本文抜粋 –
ともに生きる・福祉のページ
京都新聞掲載「ともに生きる」「福祉のページ」の記事をネット上で紹介するコーナーです。
コラム「暖流」

「ともに生きる」をテーマにした福祉コラムです。

病は正常

総合人間研究所所長
早川一光
ぼく、今まで60年も、たくさんの人さま―人間―を診てきました。
生まれるところから、病気の床R老いの姿から、呆(ほう)けの様子、そして、いよいよ別れの枕辺によりそって、じっとその様子を見つめてきました。
そして分かったことは
生も病も 老いも呆けも 死も 全く
誰も避けて通れない道だった、と―。
王侯貴族、金持貧乏、老若男女、一切関係なし。
皆、この道をひとり歩んでいくんだ、というコトだと…。
それが、この84歳になって、ようやく分かってきました。
我ながら、ちょっと手遅れでした。
病―やまいだれ―、実は床・ベッドの姿です。

設問 –
1 – 上の本文のうち、「ともに生きる・福祉のページ」から「その様子を見つめてきました。」までをそのまま書き写してください。
2 – 上の本文の内容を2文で要約してください。

データレコード –
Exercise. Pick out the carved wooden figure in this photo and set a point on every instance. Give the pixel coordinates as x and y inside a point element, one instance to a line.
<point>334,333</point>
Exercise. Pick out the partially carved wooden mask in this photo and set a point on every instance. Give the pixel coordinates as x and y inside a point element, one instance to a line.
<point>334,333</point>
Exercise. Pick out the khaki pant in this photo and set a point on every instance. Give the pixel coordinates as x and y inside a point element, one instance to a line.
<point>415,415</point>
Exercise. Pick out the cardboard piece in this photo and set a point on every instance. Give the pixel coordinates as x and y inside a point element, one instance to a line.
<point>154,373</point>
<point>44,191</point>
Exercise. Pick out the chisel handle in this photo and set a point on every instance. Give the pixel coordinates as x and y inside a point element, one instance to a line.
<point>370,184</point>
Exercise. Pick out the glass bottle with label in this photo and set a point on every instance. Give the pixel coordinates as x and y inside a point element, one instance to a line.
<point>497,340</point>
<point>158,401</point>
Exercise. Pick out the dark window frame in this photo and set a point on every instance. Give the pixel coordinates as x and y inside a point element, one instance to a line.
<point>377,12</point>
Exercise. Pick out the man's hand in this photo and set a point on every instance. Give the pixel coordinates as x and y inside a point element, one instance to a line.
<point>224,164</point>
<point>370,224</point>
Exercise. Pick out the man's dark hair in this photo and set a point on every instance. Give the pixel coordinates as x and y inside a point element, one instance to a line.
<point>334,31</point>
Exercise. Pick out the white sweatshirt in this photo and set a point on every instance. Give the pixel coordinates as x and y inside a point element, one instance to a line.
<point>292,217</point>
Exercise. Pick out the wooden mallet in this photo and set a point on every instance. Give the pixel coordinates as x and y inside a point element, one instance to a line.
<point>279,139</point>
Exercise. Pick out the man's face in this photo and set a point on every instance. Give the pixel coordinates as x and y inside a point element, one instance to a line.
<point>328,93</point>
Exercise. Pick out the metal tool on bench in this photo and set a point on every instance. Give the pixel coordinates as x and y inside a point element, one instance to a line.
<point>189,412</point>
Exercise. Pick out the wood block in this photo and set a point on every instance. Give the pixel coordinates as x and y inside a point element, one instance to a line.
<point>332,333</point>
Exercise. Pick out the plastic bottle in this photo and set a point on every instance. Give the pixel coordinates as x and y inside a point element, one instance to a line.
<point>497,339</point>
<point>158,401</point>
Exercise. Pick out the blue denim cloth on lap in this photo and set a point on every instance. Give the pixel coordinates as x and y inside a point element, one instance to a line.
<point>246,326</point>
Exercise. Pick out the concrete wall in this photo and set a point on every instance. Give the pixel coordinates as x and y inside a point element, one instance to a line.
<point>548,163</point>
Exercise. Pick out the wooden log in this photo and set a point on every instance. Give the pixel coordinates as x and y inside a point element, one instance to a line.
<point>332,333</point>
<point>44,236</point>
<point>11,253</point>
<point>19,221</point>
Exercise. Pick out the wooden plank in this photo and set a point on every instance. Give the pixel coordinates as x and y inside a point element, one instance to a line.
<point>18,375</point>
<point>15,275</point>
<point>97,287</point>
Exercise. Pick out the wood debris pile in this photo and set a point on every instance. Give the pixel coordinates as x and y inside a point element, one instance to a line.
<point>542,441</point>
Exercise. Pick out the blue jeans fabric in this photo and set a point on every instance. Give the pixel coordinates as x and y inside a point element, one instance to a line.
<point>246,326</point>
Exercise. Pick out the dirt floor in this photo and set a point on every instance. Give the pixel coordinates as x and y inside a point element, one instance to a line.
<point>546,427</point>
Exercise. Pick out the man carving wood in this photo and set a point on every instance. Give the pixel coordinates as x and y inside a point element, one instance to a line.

各設問の解答 –
1 –
ともに生きる・福祉のページ
京都新聞掲載「ともに生きる」「福祉のページ」の記事をネット上で紹介するコーナーです。
コラム「暖流」

「ともに生きる」をテーマにした福祉コラムです。

病は正常

総合人間研究所所長
早川一光
ぼく、今まで60年も、たくさんの人さま―人間―を診てきました。
生まれるところから、病気の床R老いの姿から、呆(ほう)けの様子、そして、いよいよ別れの枕辺によりそって、じっとその様子を見つめてきました。

2 – 筆者は60年にわたって多くの人を診て、誕生から老い、呆け、臨終の枕辺までを見つめてきた。その結果、生も病も老いも呆けも死も、身分や貧富、年齢、性別に関係なく誰も避けて通れない道であり、皆がひとりで歩んでいくものだと、84歳になってようやく分かってきたという。